→ **문제 안내**
"Task: tag every instance of the dog's paw" 문구가 들어 있는 줄부터 "pixel 171 97" 문구가 들어 있는 줄까지의 기록만 열 이름이 과제와 값인 두 열짜리 CSV로 변환하세요. 과제 하나당 한 행으로 하고, 과제 문장과 그 답을 각각 따옴표로 묶은 한 필드에 넣되 줄바꿈은 공백으로 바꾸세요.

→ **입력 자료**
/---
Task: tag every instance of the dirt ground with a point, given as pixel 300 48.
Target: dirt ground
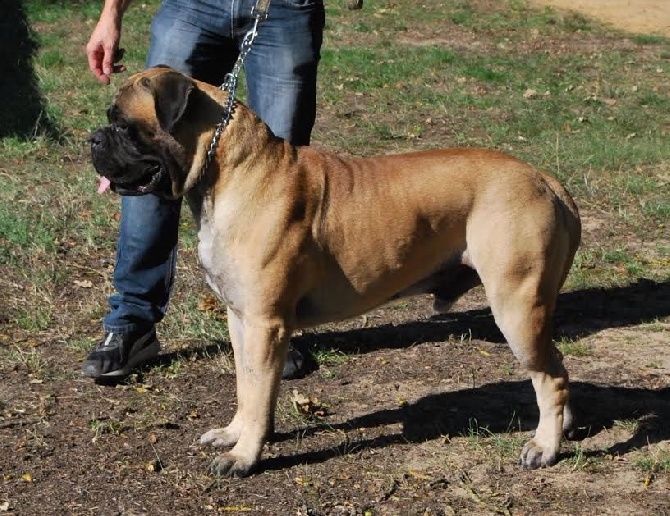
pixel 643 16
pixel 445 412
\---
/---
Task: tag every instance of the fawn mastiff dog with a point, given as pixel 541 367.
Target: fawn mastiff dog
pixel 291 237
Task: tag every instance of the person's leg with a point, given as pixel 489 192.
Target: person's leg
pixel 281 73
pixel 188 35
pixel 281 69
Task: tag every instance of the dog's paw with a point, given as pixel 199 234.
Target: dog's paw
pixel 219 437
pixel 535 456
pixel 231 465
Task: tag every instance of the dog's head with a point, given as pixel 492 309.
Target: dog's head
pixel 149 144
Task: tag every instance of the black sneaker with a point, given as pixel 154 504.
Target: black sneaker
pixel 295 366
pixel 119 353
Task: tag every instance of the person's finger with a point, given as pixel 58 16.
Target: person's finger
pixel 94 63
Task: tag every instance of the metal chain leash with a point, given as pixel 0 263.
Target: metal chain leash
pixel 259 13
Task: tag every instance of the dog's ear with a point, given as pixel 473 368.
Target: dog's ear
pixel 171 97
\---
→ **연습 정답**
과제,값
"Task: tag every instance of the dog's paw with a point, given as pixel 199 234. Target: dog's paw","pixel 219 437 pixel 535 456 pixel 231 465"
"Task: tag every instance of the dog's head with a point, given as pixel 492 309. Target: dog's head","pixel 149 144"
"Task: tag every instance of the black sneaker with a point, given as pixel 154 504. Target: black sneaker","pixel 295 366 pixel 119 353"
"Task: tag every instance of the person's finger with a point, given as pixel 58 16. Target: person's finger","pixel 94 63"
"Task: tag every instance of the metal chain leash with a point, given as pixel 0 263. Target: metal chain leash","pixel 259 13"
"Task: tag every instance of the dog's ear with a point, given as pixel 473 368. Target: dog's ear","pixel 171 97"